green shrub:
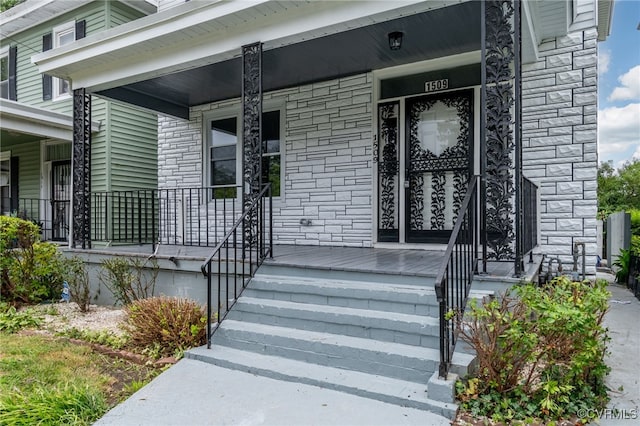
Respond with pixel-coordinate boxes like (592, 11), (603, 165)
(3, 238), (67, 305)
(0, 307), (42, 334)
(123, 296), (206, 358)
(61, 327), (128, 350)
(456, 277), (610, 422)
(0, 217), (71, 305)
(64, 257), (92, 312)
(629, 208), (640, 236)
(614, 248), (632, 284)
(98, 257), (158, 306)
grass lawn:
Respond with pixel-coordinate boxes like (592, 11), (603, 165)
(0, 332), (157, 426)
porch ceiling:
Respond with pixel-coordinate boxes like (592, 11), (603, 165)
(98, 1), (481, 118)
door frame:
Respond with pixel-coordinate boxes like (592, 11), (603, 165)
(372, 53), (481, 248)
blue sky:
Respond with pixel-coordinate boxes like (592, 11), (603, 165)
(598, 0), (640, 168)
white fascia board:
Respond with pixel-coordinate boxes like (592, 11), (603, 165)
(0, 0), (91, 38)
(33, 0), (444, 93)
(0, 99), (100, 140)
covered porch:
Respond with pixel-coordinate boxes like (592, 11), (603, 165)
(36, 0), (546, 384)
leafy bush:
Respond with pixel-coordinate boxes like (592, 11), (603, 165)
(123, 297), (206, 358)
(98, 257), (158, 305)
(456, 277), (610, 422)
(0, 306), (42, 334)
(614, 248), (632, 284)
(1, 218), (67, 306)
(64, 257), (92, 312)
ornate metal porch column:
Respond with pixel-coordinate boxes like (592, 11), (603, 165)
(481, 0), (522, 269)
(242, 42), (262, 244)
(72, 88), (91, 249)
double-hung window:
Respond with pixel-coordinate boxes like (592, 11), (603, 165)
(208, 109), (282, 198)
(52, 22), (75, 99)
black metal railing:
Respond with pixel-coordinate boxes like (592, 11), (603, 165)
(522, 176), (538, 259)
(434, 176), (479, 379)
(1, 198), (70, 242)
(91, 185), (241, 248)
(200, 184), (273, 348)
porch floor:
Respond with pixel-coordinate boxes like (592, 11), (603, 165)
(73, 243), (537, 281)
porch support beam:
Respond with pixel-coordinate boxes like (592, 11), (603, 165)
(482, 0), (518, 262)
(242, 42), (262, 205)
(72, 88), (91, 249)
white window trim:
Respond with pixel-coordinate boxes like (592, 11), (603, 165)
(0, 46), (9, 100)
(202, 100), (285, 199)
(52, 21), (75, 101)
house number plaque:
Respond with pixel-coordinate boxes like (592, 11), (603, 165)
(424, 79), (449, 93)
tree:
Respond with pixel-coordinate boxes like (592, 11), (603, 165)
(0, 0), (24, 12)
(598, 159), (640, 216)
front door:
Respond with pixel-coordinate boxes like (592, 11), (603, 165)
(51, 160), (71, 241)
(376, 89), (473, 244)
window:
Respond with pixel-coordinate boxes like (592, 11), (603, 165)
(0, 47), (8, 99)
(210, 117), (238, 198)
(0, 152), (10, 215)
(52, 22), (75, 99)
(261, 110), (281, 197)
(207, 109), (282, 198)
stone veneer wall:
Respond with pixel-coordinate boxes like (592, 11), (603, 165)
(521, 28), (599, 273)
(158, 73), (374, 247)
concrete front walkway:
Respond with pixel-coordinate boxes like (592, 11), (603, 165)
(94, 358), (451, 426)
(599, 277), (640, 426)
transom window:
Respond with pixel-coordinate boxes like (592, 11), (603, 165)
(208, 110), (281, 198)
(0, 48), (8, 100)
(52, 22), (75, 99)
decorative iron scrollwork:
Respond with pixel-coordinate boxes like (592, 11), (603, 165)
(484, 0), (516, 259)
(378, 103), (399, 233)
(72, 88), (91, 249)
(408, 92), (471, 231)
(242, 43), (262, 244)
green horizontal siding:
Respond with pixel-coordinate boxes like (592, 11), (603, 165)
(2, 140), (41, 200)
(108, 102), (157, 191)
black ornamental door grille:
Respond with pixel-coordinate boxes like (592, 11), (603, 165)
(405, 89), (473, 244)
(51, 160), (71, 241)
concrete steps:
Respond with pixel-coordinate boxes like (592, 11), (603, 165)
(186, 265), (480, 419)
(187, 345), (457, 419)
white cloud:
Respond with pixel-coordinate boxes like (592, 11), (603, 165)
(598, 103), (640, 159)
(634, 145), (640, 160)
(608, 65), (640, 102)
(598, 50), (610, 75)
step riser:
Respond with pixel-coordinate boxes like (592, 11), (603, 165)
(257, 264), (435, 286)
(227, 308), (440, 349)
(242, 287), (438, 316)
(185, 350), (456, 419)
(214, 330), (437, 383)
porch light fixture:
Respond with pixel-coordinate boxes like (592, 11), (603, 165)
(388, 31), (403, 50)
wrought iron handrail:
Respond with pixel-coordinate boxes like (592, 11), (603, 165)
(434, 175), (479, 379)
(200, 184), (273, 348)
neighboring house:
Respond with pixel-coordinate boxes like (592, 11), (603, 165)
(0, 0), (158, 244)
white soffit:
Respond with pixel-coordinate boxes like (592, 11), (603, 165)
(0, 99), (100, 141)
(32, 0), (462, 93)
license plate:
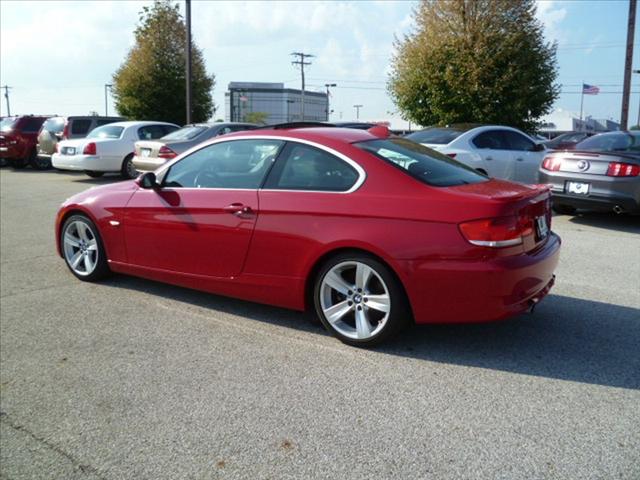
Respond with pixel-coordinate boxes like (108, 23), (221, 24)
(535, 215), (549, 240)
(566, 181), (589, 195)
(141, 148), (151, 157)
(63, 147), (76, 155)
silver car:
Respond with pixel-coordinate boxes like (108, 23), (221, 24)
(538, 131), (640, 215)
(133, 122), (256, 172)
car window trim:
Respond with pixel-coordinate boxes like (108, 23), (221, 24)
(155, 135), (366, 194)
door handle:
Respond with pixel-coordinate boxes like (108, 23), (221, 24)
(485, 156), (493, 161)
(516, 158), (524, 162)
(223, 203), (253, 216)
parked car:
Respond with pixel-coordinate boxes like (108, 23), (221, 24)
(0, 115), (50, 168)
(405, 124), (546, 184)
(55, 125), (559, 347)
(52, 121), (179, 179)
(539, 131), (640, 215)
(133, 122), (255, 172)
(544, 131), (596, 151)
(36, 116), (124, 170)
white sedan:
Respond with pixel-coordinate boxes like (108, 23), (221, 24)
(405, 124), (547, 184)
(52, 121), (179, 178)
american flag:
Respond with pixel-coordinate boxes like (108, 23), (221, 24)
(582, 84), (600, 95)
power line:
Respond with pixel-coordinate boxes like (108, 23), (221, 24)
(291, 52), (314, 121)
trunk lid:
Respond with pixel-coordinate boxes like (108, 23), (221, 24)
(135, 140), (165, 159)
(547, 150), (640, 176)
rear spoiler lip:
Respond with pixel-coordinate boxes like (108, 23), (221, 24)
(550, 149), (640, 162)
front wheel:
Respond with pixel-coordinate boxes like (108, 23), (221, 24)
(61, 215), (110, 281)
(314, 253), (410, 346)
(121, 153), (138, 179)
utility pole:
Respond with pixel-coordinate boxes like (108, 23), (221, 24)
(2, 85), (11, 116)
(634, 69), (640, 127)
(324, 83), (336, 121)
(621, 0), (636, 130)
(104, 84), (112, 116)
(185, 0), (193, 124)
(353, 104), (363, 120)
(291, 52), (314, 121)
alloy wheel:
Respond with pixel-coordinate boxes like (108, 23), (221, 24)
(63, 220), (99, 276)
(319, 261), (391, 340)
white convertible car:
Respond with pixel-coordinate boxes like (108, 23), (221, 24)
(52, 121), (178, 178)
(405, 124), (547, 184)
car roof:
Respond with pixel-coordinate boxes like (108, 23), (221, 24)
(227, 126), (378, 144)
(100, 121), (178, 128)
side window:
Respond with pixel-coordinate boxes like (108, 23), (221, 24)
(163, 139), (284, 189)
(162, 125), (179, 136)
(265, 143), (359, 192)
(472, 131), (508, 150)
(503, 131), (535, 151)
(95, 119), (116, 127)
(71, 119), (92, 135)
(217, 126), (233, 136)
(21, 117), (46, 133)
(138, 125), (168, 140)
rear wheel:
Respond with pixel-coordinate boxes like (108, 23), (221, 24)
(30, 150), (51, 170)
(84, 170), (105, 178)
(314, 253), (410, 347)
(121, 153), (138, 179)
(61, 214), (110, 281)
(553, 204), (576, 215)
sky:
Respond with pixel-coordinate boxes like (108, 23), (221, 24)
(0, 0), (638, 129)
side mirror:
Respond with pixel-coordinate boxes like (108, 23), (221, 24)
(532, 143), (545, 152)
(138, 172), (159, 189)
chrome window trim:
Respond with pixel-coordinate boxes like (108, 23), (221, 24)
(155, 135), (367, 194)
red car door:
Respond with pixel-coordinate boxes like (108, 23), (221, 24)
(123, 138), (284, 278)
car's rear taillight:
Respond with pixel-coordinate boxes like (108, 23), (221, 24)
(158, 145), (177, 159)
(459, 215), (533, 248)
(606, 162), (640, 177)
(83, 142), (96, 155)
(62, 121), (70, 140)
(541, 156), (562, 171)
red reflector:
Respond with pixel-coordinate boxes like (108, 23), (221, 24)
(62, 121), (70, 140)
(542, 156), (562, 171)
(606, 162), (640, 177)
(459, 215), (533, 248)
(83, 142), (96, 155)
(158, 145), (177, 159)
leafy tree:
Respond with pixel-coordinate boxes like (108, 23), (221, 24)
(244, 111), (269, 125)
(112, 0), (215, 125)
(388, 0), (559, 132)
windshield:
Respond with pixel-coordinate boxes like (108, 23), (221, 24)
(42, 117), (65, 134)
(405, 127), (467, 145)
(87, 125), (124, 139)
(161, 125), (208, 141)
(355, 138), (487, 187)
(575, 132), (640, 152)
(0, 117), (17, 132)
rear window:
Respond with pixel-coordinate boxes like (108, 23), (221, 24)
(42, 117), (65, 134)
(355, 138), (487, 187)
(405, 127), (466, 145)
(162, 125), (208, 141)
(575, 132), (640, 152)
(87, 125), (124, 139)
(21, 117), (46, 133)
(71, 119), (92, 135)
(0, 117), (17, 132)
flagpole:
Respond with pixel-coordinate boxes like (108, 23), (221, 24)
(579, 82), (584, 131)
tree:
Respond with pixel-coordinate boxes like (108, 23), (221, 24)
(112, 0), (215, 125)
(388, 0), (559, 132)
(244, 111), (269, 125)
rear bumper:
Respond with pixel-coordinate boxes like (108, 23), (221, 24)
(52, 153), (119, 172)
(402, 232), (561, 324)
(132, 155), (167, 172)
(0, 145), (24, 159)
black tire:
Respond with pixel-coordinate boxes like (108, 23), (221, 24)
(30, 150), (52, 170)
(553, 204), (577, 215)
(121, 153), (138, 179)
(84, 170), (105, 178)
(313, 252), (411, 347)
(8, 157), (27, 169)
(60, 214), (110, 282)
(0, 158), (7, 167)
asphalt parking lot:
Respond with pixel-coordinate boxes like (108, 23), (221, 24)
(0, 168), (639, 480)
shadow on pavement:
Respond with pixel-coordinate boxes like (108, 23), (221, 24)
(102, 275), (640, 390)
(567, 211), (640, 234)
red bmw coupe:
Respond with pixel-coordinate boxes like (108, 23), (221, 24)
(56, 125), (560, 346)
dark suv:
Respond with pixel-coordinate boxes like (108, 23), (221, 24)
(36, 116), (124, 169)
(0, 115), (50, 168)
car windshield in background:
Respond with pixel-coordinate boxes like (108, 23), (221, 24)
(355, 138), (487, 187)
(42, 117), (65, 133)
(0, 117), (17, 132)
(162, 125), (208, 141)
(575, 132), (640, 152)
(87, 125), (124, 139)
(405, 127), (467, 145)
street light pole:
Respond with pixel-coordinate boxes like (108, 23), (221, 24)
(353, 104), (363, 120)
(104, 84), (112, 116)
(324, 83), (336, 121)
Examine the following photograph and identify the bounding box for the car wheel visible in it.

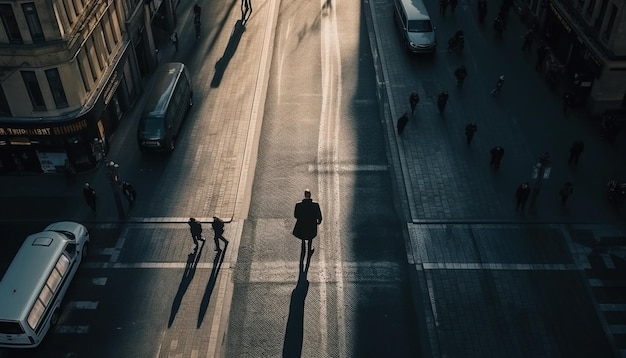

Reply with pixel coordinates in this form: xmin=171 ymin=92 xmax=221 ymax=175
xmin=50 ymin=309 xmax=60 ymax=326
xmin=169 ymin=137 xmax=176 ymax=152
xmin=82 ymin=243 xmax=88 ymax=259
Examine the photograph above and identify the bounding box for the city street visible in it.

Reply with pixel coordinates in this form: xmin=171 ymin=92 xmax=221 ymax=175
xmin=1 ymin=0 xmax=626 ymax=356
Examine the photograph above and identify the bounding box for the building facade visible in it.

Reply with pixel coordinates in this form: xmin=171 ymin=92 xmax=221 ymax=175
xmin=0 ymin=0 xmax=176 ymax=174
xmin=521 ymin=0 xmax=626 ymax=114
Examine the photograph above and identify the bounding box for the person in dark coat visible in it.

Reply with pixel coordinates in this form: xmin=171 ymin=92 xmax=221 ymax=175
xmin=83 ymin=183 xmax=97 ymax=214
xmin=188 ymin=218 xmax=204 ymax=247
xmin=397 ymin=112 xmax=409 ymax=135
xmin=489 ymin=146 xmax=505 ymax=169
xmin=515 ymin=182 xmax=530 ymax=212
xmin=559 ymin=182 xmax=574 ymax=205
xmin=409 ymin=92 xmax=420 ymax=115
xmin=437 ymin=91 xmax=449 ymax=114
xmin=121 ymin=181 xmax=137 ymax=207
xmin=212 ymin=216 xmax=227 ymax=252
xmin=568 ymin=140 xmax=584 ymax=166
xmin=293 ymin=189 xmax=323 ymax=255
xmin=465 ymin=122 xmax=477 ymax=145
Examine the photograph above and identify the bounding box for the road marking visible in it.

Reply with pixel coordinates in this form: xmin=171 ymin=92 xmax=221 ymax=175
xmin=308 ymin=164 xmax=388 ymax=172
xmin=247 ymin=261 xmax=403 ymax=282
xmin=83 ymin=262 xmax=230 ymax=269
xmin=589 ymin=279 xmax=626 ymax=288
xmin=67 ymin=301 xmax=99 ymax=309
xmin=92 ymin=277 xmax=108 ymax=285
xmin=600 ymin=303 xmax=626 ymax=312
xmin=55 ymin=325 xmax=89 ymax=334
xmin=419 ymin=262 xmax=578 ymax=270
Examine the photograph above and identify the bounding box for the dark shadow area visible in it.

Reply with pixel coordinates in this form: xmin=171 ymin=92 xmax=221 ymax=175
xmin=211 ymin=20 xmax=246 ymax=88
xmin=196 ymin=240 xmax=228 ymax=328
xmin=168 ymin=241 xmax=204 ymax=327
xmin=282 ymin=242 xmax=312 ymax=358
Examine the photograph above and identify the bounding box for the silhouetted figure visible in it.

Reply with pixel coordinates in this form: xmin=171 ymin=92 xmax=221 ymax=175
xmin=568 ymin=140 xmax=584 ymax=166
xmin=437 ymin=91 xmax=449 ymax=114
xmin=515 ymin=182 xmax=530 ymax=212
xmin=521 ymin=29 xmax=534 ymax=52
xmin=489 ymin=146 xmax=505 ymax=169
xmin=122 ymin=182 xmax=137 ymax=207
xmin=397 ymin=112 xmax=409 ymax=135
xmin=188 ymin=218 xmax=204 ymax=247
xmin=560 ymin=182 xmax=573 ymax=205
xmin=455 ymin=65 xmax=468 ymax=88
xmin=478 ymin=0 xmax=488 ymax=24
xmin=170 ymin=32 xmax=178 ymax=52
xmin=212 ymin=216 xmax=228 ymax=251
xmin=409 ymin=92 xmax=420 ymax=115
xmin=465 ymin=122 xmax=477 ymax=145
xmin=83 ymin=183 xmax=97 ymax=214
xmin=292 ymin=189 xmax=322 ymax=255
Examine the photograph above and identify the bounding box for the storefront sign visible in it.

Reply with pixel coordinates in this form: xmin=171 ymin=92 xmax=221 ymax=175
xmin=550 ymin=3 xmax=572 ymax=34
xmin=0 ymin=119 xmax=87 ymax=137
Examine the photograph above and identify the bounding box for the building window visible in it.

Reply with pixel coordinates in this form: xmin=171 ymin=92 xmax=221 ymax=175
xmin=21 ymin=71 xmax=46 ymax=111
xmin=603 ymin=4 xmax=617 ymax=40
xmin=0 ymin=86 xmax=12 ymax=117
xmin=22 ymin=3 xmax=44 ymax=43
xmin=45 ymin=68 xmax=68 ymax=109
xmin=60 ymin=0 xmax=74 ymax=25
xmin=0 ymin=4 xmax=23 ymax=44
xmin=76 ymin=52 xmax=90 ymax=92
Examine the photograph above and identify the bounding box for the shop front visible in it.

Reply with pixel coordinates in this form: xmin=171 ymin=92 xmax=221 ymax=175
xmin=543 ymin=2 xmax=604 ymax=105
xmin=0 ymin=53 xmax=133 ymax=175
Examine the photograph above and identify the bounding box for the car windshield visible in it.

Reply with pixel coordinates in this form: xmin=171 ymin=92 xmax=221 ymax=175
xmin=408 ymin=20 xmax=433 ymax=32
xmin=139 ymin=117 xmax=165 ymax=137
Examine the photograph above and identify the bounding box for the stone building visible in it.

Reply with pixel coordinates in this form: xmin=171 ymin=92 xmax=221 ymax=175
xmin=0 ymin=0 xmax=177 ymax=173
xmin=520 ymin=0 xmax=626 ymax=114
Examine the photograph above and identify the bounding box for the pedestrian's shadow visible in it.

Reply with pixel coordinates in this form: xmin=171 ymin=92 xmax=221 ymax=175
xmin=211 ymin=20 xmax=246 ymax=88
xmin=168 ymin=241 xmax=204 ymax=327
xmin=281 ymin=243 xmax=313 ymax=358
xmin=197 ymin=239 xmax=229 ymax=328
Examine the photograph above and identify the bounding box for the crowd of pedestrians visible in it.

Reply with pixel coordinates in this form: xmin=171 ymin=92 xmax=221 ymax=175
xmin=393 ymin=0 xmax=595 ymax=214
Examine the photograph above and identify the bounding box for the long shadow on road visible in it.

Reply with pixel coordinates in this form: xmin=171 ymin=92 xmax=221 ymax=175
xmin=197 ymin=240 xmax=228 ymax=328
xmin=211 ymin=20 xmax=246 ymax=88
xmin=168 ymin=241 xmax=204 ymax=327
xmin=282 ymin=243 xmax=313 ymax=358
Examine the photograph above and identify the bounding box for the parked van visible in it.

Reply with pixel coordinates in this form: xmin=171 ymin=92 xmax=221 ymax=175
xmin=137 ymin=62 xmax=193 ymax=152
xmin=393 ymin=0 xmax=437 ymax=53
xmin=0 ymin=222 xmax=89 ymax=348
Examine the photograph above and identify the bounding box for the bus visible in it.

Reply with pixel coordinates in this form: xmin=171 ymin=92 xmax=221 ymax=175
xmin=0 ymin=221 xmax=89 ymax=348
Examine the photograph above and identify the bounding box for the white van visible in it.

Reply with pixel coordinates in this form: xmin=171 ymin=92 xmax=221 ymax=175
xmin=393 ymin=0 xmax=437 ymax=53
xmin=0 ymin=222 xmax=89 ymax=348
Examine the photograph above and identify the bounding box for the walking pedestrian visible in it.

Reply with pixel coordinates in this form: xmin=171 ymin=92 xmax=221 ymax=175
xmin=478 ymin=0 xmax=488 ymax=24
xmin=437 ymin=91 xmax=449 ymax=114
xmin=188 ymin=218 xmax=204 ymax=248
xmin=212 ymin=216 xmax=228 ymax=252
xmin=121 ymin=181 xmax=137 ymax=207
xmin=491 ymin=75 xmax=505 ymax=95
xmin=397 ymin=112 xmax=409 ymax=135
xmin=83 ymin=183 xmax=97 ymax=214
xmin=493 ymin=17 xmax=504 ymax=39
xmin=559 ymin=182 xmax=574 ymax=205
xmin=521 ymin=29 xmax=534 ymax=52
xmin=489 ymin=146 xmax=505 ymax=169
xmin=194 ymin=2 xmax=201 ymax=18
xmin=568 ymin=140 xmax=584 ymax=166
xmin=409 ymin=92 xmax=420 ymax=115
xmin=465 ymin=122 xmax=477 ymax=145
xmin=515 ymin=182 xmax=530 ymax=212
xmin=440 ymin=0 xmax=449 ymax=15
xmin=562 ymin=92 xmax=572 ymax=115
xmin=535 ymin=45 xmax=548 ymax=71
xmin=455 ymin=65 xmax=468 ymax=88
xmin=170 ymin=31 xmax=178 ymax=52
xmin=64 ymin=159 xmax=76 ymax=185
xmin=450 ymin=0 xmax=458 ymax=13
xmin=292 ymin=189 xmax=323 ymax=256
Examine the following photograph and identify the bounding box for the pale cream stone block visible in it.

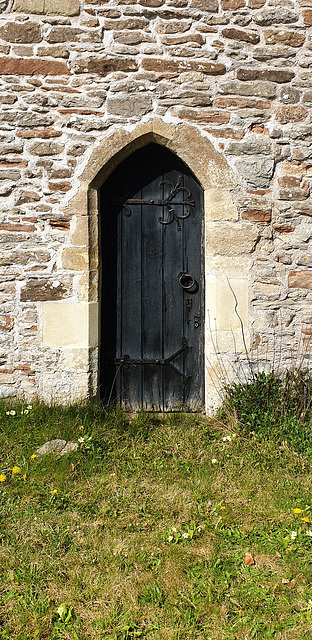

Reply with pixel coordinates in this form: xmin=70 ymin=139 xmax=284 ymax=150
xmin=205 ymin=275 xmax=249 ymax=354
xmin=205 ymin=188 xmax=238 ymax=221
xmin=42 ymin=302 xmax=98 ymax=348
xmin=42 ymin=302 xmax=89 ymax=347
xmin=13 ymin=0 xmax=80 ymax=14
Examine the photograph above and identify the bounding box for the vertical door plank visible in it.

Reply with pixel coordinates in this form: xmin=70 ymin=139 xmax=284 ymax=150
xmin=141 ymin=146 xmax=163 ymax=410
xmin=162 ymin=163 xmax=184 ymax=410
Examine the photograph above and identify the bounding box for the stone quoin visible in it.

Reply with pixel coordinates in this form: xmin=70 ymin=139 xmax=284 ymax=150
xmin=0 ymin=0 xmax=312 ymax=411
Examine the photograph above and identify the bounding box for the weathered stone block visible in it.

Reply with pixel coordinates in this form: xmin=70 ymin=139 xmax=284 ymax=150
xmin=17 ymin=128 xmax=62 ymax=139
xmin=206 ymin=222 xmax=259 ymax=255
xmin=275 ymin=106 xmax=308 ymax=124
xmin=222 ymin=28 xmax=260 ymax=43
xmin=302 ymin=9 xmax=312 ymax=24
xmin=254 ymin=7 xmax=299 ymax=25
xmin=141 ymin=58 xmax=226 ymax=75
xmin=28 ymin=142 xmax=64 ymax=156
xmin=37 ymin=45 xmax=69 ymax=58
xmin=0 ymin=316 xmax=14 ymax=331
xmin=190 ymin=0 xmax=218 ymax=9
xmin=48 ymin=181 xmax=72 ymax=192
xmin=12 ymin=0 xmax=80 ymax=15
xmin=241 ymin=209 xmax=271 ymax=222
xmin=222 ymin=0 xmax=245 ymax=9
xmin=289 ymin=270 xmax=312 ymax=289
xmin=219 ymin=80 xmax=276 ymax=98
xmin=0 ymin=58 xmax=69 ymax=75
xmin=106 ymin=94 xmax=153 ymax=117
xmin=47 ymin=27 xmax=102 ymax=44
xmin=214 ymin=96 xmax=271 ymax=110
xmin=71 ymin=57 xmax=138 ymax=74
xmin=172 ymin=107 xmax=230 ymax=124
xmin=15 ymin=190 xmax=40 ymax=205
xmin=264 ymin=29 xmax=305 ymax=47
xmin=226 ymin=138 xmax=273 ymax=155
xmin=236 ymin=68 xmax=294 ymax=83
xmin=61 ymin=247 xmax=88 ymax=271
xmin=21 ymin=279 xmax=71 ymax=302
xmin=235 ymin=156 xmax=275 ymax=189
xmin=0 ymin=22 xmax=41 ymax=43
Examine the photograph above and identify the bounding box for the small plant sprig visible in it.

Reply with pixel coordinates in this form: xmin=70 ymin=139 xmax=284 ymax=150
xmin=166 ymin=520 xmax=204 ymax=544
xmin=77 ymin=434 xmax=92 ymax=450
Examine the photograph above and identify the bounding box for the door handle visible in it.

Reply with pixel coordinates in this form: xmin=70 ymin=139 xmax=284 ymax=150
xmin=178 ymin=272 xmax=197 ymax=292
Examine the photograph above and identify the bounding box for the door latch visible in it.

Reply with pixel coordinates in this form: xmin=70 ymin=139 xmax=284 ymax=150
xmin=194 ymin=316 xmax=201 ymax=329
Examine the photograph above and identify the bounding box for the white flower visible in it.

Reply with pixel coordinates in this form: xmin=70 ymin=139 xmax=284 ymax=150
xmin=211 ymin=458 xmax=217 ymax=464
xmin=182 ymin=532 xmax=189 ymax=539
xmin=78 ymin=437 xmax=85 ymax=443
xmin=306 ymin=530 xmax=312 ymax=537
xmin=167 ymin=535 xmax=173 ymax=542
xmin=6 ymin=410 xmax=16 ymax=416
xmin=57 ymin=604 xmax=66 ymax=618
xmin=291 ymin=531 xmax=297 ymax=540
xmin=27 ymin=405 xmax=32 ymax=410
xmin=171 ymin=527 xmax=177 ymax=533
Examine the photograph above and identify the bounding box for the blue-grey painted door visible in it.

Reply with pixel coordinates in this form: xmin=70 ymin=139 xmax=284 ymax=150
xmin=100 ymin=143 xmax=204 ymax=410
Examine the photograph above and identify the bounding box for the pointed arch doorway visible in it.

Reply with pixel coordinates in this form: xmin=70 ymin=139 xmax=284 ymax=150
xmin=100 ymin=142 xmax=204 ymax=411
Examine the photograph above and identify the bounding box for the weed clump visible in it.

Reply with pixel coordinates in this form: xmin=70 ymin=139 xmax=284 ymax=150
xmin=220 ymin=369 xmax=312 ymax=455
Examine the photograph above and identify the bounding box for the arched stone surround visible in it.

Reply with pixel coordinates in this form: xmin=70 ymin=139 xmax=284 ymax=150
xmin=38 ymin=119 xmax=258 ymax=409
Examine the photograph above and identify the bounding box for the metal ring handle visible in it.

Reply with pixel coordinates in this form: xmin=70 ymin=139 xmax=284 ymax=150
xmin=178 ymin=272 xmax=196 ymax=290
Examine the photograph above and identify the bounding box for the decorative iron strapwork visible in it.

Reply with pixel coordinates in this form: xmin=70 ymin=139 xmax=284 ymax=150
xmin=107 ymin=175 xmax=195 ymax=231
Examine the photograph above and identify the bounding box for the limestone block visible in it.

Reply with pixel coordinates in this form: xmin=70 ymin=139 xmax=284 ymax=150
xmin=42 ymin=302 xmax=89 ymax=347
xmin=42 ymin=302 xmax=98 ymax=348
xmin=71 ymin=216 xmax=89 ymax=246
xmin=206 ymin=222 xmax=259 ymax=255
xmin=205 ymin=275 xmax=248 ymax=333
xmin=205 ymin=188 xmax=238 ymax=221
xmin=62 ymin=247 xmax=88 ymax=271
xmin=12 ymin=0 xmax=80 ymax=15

◆ ◆ ◆ ◆ ◆ ◆ ◆

▶ **WHAT IS EXPECTED**
Where a line of the listing holds "metal", show that line.

▶ **RESPONSE**
ornate metal porch column:
black metal railing:
Examine the photograph above and identify the bounding box for the metal ring handle visible in it.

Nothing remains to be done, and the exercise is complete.